• _What to work on_
Rewrite every line from the one containing "on the woman." through the end of the entries. Adjust each answer coordinate by -94 and leave every other line and number unchanged.

• _Provided records_
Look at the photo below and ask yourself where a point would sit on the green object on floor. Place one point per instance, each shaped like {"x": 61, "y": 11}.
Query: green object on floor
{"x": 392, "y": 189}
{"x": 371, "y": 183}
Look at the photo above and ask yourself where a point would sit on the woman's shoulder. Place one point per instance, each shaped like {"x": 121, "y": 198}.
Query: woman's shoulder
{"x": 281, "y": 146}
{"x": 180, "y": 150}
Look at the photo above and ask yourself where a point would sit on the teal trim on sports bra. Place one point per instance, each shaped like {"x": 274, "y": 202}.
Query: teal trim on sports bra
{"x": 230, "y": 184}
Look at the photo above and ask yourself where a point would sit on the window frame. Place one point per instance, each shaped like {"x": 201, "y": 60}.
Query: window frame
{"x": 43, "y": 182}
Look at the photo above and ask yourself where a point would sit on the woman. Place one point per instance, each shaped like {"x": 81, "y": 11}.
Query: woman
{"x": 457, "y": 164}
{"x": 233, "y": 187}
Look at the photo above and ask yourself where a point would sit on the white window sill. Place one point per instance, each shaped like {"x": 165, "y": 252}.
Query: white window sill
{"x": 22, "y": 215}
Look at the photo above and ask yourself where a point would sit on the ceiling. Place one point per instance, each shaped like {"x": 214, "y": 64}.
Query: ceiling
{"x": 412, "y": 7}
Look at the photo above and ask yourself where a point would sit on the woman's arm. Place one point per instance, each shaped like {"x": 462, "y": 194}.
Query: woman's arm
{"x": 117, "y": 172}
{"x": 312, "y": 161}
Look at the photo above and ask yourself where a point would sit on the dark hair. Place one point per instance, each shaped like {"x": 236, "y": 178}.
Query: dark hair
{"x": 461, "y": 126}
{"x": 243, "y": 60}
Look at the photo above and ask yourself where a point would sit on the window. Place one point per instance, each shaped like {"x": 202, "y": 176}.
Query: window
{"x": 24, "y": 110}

• _Worked solution_
Look at the photo above and ask yourself where a point would sit on the woman. Place one point per instance, each shaped like {"x": 81, "y": 11}.
Query: woman
{"x": 363, "y": 70}
{"x": 139, "y": 93}
Look at the photo above and ask yourself where a point would sit on the white window sill. Place one point per instance, each shaped like {"x": 165, "y": 252}.
Query: white window sill
{"x": -72, "y": 121}
Look at the photo above and ask yourself where a point would sit on the ceiling. Place one point per instance, each shaped like {"x": 214, "y": 64}.
Query: ceiling
{"x": 318, "y": -87}
Look at the photo above and ask yourself where a point would sit on the woman's arm. Place one point per instance, each shaped like {"x": 462, "y": 194}.
Query: woman's arm
{"x": 23, "y": 78}
{"x": 218, "y": 67}
Look at the photo above and ask yourself where a point would sit on the dark hair. Place one point per instance, each shaped like {"x": 236, "y": 178}.
Query: dark hair
{"x": 367, "y": 32}
{"x": 149, "y": -34}
Look at the photo above and ask yourself where a point would sit on the window. Place one point per instance, each shaped like {"x": 202, "y": 176}.
Query: window
{"x": -70, "y": 16}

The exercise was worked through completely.